*Aim of the exercise*: Reproduce the review of the menopause book word for word, from its title line to its final sentence.

*Extract provided*:
Menopause and the Vindication of Natural Life

by Darcey Steinke

Pub Date: June 18th, 2019
ISBN: 978-0-374-15611-4
Publisher: Sarah Crichton/Farrar, Straus and Giroux

A keen exploration of menopause, which is “situated at the crossroads between the metaphysical and the biological.”

Like many women, when Steinke (Sister Golden Hair, 2014, etc.) reached her menopausal years, the change hit her hard. Hot flashes, night sweats, insomnia, and depression were just some of her symptoms. Menopause, she writes, “is as much a spiritual challenge as it is a physical one.” She struggled to find balance and turned to research and literature to help her comprehend the monumental changes taking place in her body. What she discovered both did and did not surprise her: Menopausal women are not favorably represented (think witches of olden days), and women and female killer whales are the only two (known) mammals to go through this type of life transformation. This information didn’t resolve her physical symptoms, but it put her on a quest to find out more in hopes of gaining a better understanding of the process. “There are things I miss about my old self: the ferocity of physical desire, the sense of well-being (aside from the days before my period) that appears to have been in part hormonal, and the fantasy, no matter how ephemeral, that I might have another child,” she writes. In this thoughtful, intriguing, and sometimes-humorous analysis, Steinke discusses the patriarchal attitudes inherent in society and the way young and sexually active, sexually desired women are the typical images projected as ideal. This led the author to investigate hormone replacement therapy and its effectiveness in the sex lives of older women. She compares women with female killer whales, who are often leaders of their respective pods, which gives rise to a host of questions: If these animals can respect and value their elder females, then why can’t humans do the same? Throughout, the narrative is stimulating and challenges society to rethink how we view and treat older women.

(Saved entries)
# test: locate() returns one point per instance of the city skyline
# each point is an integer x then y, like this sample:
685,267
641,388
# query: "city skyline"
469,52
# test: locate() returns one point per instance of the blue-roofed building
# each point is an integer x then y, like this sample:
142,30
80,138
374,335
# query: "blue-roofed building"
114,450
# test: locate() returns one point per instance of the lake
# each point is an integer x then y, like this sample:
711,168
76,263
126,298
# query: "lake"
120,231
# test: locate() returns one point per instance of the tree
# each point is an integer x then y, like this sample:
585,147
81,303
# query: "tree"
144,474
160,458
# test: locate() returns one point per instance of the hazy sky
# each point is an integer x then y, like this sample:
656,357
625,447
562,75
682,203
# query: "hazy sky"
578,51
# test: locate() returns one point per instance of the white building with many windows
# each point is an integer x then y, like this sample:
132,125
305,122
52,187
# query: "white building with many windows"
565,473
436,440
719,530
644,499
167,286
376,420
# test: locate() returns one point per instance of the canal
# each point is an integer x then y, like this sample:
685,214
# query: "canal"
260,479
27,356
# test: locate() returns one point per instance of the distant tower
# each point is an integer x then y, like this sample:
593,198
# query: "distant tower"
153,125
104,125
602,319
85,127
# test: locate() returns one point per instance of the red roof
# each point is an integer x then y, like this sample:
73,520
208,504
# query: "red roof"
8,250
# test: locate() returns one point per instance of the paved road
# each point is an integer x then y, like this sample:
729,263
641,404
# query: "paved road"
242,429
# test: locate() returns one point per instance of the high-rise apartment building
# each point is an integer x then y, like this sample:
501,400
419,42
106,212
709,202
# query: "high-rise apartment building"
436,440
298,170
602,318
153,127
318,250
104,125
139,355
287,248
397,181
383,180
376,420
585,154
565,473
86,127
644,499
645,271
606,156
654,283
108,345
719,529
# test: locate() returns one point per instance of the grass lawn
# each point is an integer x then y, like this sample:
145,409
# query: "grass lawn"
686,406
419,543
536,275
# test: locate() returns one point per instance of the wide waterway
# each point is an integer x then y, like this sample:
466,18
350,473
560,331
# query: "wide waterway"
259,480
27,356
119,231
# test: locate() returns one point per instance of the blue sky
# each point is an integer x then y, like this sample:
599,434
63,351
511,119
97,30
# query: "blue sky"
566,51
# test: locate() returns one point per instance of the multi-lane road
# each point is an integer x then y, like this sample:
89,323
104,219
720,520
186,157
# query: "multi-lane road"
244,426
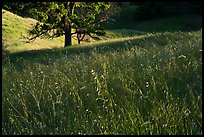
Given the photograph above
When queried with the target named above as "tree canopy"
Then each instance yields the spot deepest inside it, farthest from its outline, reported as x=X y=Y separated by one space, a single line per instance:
x=67 y=18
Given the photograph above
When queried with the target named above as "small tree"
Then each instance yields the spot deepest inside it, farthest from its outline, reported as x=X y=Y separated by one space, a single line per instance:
x=69 y=18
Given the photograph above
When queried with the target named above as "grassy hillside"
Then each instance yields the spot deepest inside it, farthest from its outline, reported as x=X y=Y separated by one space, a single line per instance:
x=130 y=82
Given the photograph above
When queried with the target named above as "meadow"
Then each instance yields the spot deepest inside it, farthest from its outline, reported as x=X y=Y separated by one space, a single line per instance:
x=132 y=82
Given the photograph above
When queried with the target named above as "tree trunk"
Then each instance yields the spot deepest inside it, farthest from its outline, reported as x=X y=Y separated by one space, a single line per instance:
x=68 y=28
x=68 y=36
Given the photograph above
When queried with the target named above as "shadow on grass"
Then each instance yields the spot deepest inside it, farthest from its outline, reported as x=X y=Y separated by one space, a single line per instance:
x=101 y=47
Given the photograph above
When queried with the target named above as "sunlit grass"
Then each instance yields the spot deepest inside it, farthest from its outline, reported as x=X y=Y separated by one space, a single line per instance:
x=150 y=86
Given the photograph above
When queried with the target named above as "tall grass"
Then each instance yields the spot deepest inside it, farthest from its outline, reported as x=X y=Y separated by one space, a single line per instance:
x=151 y=87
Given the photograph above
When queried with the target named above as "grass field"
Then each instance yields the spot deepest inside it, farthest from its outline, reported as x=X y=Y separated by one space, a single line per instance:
x=130 y=82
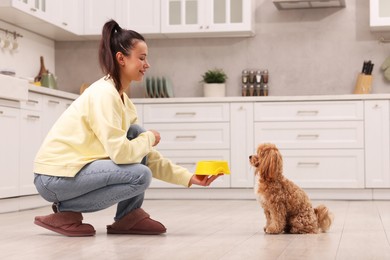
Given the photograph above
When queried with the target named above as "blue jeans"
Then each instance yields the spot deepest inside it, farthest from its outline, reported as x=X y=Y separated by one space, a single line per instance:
x=99 y=185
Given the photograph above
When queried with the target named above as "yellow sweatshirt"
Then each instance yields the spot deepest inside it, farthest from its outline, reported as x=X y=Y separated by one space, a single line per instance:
x=94 y=127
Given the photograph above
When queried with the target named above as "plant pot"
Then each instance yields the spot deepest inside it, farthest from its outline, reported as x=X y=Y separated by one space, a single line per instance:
x=214 y=89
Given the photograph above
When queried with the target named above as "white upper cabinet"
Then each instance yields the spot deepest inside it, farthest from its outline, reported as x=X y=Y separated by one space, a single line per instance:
x=380 y=15
x=142 y=16
x=207 y=17
x=54 y=19
x=38 y=8
x=71 y=18
x=96 y=13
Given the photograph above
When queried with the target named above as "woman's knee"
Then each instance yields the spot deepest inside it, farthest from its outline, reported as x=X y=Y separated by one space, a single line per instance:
x=144 y=177
x=134 y=131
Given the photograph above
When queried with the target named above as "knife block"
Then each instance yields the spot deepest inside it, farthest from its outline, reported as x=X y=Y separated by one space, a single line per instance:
x=363 y=84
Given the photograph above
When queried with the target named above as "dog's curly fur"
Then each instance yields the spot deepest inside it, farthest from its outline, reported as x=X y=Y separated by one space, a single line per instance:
x=286 y=206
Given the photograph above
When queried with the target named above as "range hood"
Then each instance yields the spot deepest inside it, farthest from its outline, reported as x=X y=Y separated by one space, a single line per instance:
x=299 y=4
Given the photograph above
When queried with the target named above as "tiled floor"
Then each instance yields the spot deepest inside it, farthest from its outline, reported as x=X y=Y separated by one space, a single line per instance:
x=205 y=229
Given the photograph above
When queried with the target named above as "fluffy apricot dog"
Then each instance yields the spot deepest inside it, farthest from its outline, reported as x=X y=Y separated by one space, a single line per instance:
x=286 y=206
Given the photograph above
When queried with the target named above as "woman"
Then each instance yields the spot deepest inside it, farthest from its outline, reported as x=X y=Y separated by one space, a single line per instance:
x=96 y=155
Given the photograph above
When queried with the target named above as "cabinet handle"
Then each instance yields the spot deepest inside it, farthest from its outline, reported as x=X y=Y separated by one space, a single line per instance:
x=186 y=137
x=186 y=163
x=33 y=117
x=308 y=164
x=307 y=112
x=314 y=136
x=185 y=113
x=30 y=101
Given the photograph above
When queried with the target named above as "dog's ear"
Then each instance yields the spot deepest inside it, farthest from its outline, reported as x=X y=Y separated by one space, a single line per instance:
x=254 y=160
x=271 y=163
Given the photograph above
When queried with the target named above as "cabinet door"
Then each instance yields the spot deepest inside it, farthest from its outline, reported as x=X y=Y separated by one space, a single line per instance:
x=204 y=17
x=377 y=142
x=9 y=151
x=228 y=15
x=324 y=168
x=37 y=8
x=182 y=16
x=53 y=107
x=242 y=144
x=30 y=141
x=71 y=18
x=142 y=16
x=97 y=13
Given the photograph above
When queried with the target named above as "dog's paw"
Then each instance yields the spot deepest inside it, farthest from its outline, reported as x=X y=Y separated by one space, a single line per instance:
x=271 y=230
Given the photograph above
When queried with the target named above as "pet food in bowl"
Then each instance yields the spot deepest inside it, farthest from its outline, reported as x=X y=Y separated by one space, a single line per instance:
x=212 y=168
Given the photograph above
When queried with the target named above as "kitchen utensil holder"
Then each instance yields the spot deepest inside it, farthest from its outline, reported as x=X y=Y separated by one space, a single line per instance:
x=363 y=84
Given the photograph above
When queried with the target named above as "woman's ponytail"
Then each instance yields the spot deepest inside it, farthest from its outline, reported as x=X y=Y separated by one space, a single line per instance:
x=115 y=39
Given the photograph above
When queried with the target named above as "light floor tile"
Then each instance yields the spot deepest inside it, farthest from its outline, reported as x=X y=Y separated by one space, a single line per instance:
x=205 y=229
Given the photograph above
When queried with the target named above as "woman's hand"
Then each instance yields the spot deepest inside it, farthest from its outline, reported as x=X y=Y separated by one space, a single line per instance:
x=156 y=136
x=203 y=180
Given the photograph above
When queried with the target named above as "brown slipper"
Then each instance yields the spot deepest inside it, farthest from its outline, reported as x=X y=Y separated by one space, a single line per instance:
x=136 y=222
x=66 y=223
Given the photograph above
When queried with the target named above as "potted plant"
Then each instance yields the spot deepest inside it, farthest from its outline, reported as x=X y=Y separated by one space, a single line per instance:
x=214 y=83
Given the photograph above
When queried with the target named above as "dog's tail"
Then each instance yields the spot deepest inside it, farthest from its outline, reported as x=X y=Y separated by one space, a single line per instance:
x=324 y=217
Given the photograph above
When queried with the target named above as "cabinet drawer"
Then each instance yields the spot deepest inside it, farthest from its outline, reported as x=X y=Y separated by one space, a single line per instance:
x=309 y=111
x=192 y=136
x=188 y=159
x=300 y=135
x=325 y=168
x=34 y=102
x=173 y=113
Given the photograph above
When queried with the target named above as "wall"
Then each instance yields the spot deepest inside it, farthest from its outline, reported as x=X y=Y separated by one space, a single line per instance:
x=25 y=60
x=307 y=52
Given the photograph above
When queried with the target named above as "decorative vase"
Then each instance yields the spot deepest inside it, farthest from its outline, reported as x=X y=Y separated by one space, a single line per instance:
x=214 y=89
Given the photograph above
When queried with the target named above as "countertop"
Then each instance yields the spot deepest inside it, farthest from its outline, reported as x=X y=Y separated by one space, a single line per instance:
x=260 y=99
x=237 y=99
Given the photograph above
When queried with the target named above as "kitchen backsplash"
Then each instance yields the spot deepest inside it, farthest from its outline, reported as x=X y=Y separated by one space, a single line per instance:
x=307 y=52
x=25 y=60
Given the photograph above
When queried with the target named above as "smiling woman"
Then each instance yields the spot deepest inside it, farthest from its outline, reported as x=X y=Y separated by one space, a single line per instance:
x=96 y=155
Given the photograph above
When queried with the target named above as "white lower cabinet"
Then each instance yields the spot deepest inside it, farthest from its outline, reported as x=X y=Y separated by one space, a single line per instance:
x=322 y=143
x=242 y=144
x=30 y=141
x=323 y=168
x=52 y=108
x=24 y=125
x=9 y=151
x=377 y=143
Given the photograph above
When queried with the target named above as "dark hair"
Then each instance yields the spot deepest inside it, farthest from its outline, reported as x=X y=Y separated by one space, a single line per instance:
x=115 y=39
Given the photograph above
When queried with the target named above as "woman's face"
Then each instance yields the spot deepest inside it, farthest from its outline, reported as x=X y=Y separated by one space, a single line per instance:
x=136 y=64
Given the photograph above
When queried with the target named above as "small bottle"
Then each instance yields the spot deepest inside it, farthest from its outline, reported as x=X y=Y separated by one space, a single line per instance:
x=258 y=77
x=265 y=76
x=252 y=76
x=244 y=90
x=244 y=77
x=265 y=89
x=251 y=90
x=258 y=90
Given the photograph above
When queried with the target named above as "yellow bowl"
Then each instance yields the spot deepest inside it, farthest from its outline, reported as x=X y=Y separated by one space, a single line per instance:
x=212 y=168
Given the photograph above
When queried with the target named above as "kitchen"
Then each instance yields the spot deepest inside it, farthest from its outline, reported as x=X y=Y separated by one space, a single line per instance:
x=312 y=54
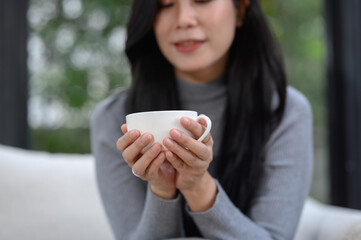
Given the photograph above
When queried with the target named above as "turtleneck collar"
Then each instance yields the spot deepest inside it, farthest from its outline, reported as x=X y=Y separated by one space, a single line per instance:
x=201 y=91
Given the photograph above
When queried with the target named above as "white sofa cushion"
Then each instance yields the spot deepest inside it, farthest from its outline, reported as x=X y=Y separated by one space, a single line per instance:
x=49 y=196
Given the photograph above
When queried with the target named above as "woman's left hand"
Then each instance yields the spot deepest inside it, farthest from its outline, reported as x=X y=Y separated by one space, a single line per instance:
x=191 y=159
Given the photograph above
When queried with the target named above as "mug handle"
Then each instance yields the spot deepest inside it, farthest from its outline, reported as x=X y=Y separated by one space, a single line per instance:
x=208 y=128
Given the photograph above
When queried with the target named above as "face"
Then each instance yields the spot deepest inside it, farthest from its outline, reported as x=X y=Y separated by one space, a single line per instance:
x=195 y=36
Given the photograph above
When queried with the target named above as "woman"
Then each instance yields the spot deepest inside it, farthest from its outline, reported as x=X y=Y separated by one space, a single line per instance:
x=249 y=178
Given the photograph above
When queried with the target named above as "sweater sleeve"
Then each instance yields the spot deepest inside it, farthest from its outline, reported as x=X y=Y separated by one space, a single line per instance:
x=285 y=183
x=133 y=211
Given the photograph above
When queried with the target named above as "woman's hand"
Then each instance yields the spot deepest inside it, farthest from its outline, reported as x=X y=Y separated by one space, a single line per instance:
x=150 y=166
x=191 y=159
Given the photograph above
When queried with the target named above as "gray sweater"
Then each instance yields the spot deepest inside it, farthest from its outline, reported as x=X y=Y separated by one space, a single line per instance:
x=134 y=212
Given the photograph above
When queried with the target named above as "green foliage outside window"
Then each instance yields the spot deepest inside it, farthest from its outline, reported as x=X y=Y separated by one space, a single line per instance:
x=77 y=59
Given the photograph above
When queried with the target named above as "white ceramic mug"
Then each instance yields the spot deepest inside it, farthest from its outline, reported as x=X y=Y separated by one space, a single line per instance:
x=159 y=123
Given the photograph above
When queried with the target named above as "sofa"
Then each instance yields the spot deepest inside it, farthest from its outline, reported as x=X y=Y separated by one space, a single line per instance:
x=46 y=196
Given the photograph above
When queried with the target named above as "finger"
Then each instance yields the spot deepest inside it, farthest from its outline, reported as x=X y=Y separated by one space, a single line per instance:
x=176 y=162
x=185 y=156
x=131 y=153
x=153 y=168
x=201 y=150
x=143 y=163
x=127 y=139
x=124 y=128
x=197 y=129
x=194 y=127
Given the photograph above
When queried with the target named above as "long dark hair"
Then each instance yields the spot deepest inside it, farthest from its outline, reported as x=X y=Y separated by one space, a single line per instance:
x=255 y=76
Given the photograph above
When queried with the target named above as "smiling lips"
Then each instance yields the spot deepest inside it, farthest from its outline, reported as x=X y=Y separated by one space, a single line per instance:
x=189 y=45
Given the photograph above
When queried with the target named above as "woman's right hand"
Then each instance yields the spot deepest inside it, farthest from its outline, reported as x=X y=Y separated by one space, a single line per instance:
x=151 y=166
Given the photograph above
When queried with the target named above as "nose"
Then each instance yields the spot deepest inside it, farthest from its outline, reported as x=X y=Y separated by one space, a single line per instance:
x=186 y=15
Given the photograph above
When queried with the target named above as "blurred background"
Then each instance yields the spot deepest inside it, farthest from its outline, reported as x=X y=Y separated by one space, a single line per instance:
x=76 y=59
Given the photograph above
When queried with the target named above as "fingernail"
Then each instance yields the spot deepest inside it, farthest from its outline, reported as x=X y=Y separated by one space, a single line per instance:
x=145 y=138
x=169 y=142
x=175 y=133
x=186 y=121
x=155 y=148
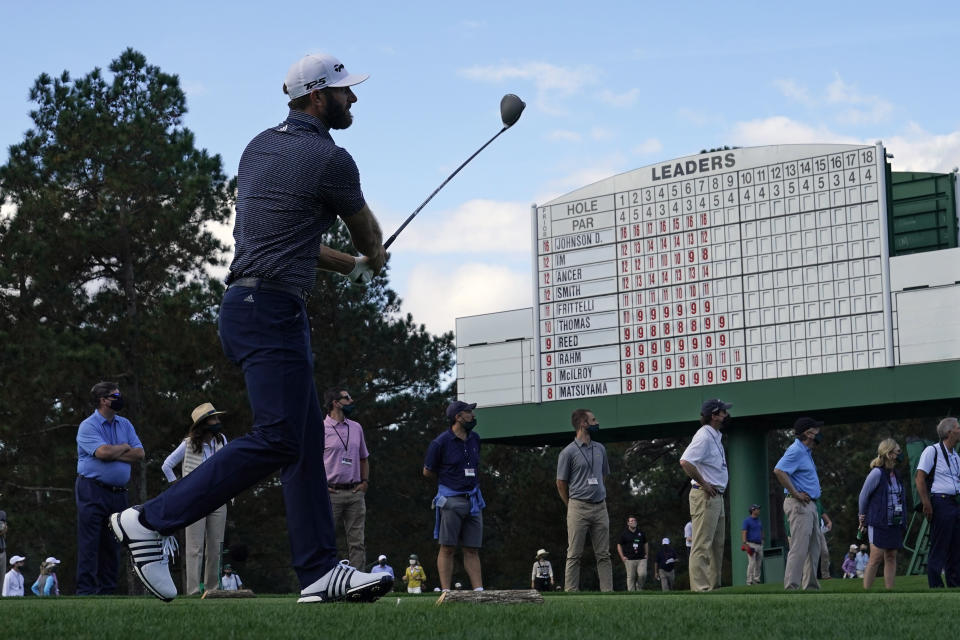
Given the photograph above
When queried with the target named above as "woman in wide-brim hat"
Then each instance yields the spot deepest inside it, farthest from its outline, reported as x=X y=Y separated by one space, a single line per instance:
x=541 y=578
x=203 y=440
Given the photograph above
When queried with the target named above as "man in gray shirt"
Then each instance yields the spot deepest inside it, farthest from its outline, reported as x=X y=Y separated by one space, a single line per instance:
x=581 y=469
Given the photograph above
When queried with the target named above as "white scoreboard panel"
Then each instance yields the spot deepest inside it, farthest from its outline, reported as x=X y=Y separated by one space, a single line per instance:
x=732 y=266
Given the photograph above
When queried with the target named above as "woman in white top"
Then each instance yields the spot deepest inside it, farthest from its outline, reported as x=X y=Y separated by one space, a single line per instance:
x=203 y=440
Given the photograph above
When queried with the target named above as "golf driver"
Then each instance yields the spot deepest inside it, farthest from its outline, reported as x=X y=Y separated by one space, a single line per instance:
x=510 y=109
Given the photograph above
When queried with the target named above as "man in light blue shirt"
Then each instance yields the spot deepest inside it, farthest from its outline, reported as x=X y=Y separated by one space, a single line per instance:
x=797 y=473
x=107 y=444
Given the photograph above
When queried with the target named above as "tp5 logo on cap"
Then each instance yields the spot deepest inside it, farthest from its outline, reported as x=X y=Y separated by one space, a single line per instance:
x=318 y=71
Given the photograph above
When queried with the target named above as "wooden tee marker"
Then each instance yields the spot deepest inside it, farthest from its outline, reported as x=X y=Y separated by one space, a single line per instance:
x=506 y=596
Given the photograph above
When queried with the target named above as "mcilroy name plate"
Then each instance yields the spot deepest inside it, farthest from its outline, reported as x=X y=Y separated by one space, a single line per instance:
x=730 y=266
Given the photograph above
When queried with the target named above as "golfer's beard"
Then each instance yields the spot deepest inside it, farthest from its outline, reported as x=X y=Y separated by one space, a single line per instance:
x=338 y=116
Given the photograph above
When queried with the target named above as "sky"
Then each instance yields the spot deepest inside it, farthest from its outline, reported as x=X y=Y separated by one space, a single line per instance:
x=609 y=86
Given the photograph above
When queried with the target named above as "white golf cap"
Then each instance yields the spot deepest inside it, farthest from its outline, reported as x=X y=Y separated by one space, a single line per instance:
x=318 y=71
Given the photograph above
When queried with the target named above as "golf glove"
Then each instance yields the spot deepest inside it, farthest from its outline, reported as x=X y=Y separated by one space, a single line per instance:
x=362 y=274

*Response below*:
Menopause and the Vindication of Natural Life

by Darcey Steinke

Pub Date: June 18th, 2019
ISBN: 978-0-374-15611-4
Publisher: Sarah Crichton/Farrar, Straus and Giroux

A keen exploration of menopause, which is “situated at the crossroads between the metaphysical and the biological.”

Like many women, when Steinke (Sister Golden Hair, 2014, etc.) reached her menopausal years, the change hit her hard. Hot flashes, night sweats, insomnia, and depression were just some of her symptoms. Menopause, she writes, “is as much a spiritual challenge as it is a physical one.” She struggled to find balance and turned to research and literature to help her comprehend the monumental changes taking place in her body. What she discovered both did and did not surprise her: Menopausal women are not favorably represented (think witches of olden days), and women and female killer whales are the only two (known) mammals to go through this type of life transformation. This information didn’t resolve her physical symptoms, but it put her on a quest to find out more in hopes of gaining a better understanding of the process. “There are things I miss about my old self: the ferocity of physical desire, the sense of well-being (aside from the days before my period) that appears to have been in part hormonal, and the fantasy, no matter how ephemeral, that I might have another child,” she writes. In this thoughtful, intriguing, and sometimes-humorous analysis, Steinke discusses the patriarchal attitudes inherent in society and the way young and sexually active, sexually desired women are the typical images projected as ideal. This led the author to investigate hormone replacement therapy and its effectiveness in the sex lives of older women. She compares women with female killer whales, who are often leaders of their respective pods, which gives rise to a host of questions: If these animals can respect and value their elder females, then why can’t humans do the same? Throughout, the narrative is stimulating and challenges society to rethink how we view and treat older women.